ASSIGNMENT
Please repeat the records, word for word and without gaps.

========

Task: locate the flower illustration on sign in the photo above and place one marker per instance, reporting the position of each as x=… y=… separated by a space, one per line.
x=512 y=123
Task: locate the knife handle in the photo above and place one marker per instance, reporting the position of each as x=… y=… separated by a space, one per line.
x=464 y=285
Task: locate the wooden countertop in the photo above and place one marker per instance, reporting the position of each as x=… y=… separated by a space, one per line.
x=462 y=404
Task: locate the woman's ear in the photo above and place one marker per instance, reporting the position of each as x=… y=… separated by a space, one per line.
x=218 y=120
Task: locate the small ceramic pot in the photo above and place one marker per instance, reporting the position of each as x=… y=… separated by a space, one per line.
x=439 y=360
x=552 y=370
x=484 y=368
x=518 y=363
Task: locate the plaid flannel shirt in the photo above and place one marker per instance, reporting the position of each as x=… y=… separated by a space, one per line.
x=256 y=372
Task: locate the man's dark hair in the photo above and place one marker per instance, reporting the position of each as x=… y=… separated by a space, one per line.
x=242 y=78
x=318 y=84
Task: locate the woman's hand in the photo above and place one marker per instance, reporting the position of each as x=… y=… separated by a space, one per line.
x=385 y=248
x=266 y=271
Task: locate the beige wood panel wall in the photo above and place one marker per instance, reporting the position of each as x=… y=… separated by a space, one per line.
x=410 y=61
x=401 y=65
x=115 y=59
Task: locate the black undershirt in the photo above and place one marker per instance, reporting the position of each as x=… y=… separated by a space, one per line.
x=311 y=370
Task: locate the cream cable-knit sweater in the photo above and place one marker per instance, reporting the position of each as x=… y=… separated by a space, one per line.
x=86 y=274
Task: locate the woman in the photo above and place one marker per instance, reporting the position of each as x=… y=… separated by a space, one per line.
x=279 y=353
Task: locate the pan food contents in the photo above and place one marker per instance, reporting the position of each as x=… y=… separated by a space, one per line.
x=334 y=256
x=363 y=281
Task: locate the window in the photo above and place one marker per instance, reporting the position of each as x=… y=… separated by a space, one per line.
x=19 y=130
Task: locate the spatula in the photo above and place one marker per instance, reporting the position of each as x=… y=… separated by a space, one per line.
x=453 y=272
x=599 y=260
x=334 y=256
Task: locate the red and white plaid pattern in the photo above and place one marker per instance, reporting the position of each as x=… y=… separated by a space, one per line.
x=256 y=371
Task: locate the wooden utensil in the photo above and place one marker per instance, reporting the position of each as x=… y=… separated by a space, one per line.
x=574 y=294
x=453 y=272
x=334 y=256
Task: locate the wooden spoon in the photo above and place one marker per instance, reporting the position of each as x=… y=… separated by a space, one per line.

========

FINISHED EXERCISE
Task: locate the flower illustration on sign in the photo above and place one marker per instance, reporting the position of each as x=… y=… separated by a space, one per line.
x=512 y=123
Task: locate the knife handle in the photo above and place one marker per instance, reporting the position of each as x=… y=… separated by a space, one per line.
x=464 y=285
Task: locate the wooden countertop in the photo above and place one marker per instance, reporting the position of each as x=… y=… separated by a space, one per line.
x=462 y=404
Task: locate the woman's ear in the photo above and place one marker per instance, reporting the position of each as x=… y=… separated by a space, one per line.
x=218 y=120
Task: locate the small ceramic pot in the photo above and place one marker per instance, reporting the position of each as x=… y=… separated by a space, one per line.
x=439 y=360
x=552 y=370
x=484 y=368
x=518 y=363
Task: locate the plaid flannel shirt in the photo above and place one marker per instance, reporting the position of each as x=… y=… separated by a space, one per line.
x=256 y=372
Task: locate the man's dark hair in the photo above and place one marker per instance, reporting the position of each as x=… y=… separated by a space, one per line.
x=242 y=78
x=318 y=84
Task: locate the woman's hand in the photo above and place one marker per instance, reporting the position of each as x=… y=… separated by a space, one per line.
x=385 y=248
x=266 y=271
Task: locate the beige wood panel wall in the photo above and place one marker per instance, reporting the position of each as x=… y=… separated by a space, one per line.
x=410 y=61
x=401 y=65
x=115 y=59
Task: locate the black undershirt in the photo above and place one marker per instance, reporting the position of each as x=… y=… separated by a space, one per line.
x=311 y=370
Task: locate the cream cable-knit sweater in the photo above and place one marker per instance, reporting the position of each as x=… y=… separated by a space, one per line.
x=86 y=274
Task: locate the woman in the photo above and place one marker per instance, reporting the position of each as x=… y=… separated by a space, one per line.
x=279 y=353
Task: locate the pan food contents in the photo above and place one marker per instance, reporting the position of each as x=… y=… separated by a space, one per line.
x=334 y=256
x=363 y=281
Task: locate the window in the photo above and place one marker per instance, reporting the position of each as x=… y=… separated by a space, one per line.
x=19 y=130
Task: locate the spatula in the photo above and place one marker per instance, reporting the position of each as x=… y=… separated by a space, one per line.
x=453 y=272
x=599 y=260
x=334 y=256
Task: locate the red and white plaid pattern in the photo above and place one marker per instance, reporting the position of each as x=… y=… separated by a space, one per line.
x=256 y=371
Task: locate the wooden utensil in the photo above and place one marker per instance, reporting the position of each as x=… y=… separated by a space, one per line.
x=574 y=294
x=453 y=272
x=334 y=256
Task: locate the wooden spoon in the photo above and place one marker per instance, reporting the position of each as x=… y=… separated by a space, one per line.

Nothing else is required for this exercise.